### THE INPUT

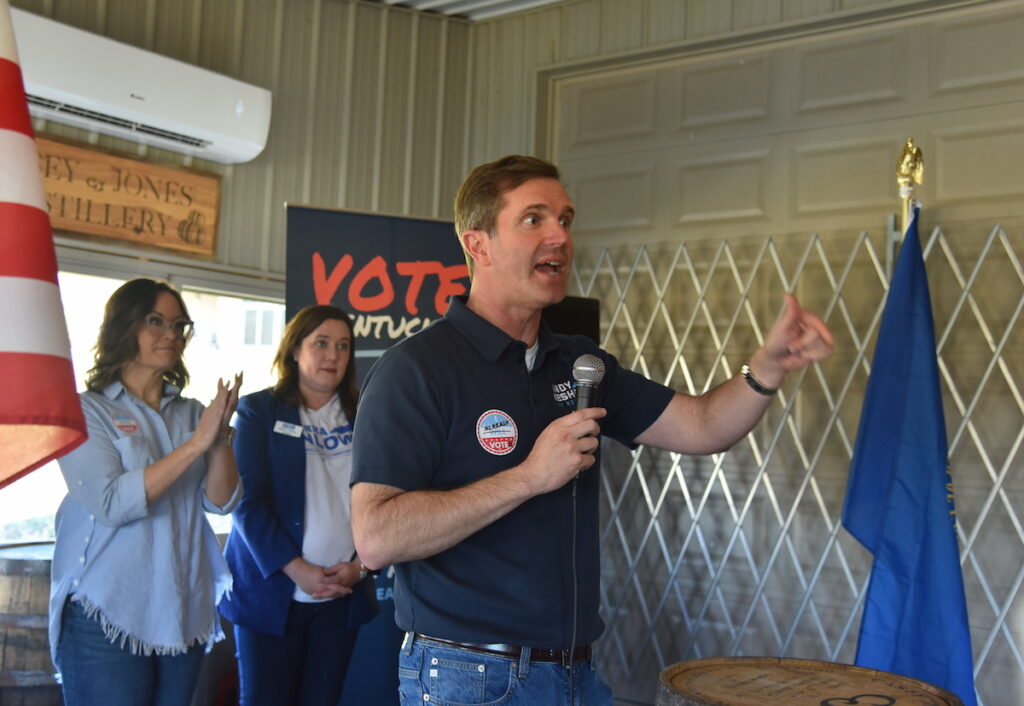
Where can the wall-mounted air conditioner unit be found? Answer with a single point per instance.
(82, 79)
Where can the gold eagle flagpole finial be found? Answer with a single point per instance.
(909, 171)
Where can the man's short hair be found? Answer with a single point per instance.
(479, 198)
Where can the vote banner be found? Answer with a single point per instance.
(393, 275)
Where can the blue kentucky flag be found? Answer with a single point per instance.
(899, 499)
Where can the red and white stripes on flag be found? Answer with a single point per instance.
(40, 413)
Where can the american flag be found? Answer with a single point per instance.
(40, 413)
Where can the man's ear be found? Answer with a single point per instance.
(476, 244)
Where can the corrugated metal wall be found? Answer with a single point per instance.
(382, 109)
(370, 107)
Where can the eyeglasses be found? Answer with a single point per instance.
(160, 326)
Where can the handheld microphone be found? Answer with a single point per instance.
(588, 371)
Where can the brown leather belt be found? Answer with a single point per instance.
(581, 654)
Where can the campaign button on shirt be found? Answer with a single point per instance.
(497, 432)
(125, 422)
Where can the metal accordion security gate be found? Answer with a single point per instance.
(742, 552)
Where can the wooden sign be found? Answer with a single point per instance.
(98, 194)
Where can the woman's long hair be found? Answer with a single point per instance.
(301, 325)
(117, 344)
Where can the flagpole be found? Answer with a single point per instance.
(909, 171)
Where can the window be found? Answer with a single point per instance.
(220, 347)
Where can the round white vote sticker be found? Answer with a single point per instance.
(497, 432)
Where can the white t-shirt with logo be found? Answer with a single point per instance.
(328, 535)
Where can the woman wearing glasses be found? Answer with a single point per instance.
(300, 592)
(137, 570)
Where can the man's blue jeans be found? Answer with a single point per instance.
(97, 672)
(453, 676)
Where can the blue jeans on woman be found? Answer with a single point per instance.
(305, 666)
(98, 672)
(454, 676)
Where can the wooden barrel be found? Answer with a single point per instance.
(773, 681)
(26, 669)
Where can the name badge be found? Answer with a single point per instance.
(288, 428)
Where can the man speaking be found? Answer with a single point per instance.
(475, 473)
* * *
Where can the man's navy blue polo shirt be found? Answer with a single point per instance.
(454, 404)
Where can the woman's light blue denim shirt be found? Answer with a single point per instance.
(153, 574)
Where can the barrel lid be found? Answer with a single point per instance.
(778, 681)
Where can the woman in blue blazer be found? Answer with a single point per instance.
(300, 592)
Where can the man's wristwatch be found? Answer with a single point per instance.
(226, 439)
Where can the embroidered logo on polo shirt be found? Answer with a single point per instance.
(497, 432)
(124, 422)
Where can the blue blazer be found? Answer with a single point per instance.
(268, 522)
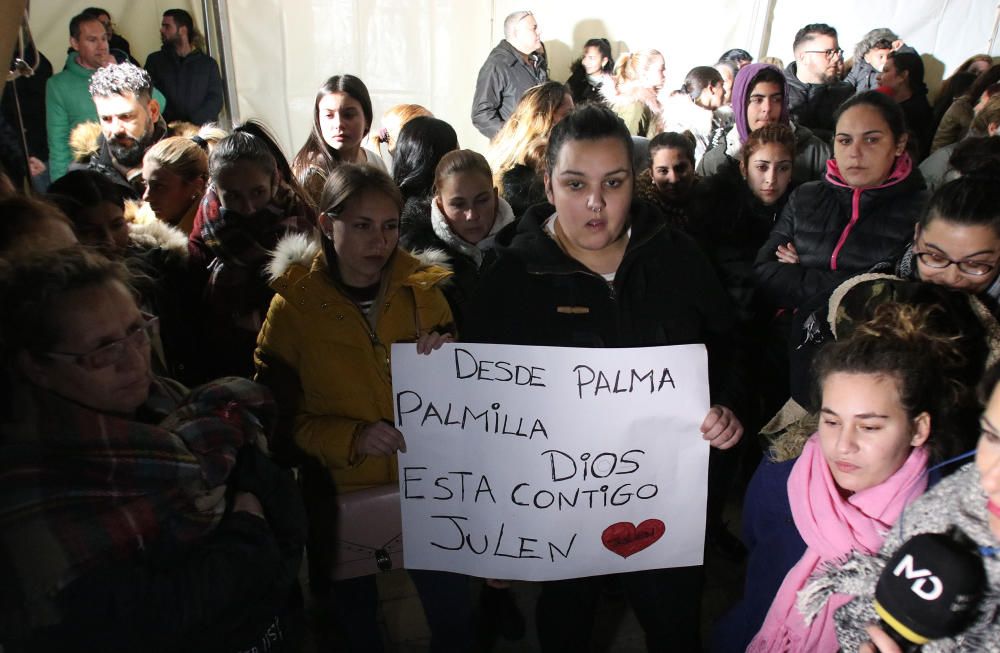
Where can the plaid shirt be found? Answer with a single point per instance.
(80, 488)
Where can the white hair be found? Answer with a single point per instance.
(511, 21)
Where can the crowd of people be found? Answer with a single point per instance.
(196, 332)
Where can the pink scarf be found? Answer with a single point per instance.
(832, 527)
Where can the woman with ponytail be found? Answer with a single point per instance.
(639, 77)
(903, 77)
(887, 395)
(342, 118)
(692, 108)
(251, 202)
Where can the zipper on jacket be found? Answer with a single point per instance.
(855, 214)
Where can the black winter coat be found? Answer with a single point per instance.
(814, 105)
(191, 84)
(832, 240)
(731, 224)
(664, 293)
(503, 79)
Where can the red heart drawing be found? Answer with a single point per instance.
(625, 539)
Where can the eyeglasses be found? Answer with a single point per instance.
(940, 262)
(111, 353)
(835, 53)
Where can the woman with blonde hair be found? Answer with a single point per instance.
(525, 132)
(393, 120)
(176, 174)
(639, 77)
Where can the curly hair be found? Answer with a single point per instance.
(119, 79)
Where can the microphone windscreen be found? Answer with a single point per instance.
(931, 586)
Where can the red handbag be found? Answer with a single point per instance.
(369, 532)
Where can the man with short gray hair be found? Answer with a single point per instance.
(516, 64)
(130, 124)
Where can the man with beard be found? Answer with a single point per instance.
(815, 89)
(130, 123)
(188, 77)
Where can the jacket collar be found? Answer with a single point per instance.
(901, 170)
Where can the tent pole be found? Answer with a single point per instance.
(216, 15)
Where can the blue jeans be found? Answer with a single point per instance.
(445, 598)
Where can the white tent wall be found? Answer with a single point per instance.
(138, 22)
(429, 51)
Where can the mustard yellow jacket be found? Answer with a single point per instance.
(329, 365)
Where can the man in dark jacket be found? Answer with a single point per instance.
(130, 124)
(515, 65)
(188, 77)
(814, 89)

### DIRECTIONS
Which lines in the listing above contain the string "blazer"? Copy each of them in full, counting a match only when uppercase and lowercase agree.

### CORRECT ANSWER
Where can the woman in blue blazer be found? Answer with a single point per instance.
Where can the blue blazer be found? Answer with a single point per instance.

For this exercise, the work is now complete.